Records contained in a dataset

****************

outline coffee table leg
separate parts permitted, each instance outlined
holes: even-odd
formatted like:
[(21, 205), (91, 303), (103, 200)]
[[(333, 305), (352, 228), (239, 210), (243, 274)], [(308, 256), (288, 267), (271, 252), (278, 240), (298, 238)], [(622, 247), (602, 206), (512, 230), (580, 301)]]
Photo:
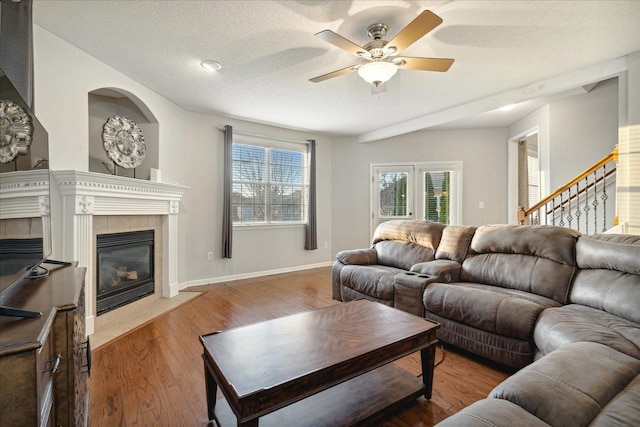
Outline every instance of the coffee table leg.
[(213, 378), (213, 375), (211, 375), (211, 372), (209, 372), (206, 359), (204, 362), (204, 383), (207, 390), (207, 411), (209, 415), (209, 420), (213, 420), (215, 418), (216, 395), (218, 393), (218, 384), (216, 383), (216, 380)]
[(422, 383), (424, 384), (424, 397), (431, 399), (433, 389), (433, 365), (436, 359), (436, 346), (434, 344), (420, 350), (422, 359)]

****************

- _Exercise brief_:
Transcribe the records above exactly, leaving every picture out of the copy.

- _Answer for this exercise_:
outline coffee table leg
separate parts permitted, each instance outlined
holes: even-odd
formatted like:
[(21, 205), (91, 303), (103, 200)]
[[(333, 305), (352, 228), (239, 210), (243, 274)], [(308, 256), (288, 267), (271, 252), (278, 240), (298, 238)], [(622, 247), (602, 206), (512, 230), (580, 301)]]
Photo:
Outline every instance of the coffee table leg.
[(213, 378), (213, 375), (211, 375), (211, 372), (209, 372), (206, 359), (204, 362), (204, 383), (207, 390), (207, 411), (209, 415), (209, 420), (213, 420), (215, 418), (216, 395), (218, 393), (218, 384), (216, 383), (216, 380)]
[(422, 383), (424, 384), (424, 397), (431, 399), (433, 389), (433, 365), (436, 359), (436, 346), (434, 344), (420, 350), (422, 359)]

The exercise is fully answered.